Saved entries:
>>>

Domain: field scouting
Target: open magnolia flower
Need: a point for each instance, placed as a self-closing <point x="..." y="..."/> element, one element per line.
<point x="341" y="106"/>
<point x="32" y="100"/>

<<<

== WHAT YOU HAVE TO DO ==
Retype the entries exactly; leave nothing out.

== RESULT ==
Domain: field scouting
Target: open magnolia flower
Need: a point for each instance, placed as a self-closing <point x="..." y="..."/> element, one element per line.
<point x="341" y="106"/>
<point x="32" y="100"/>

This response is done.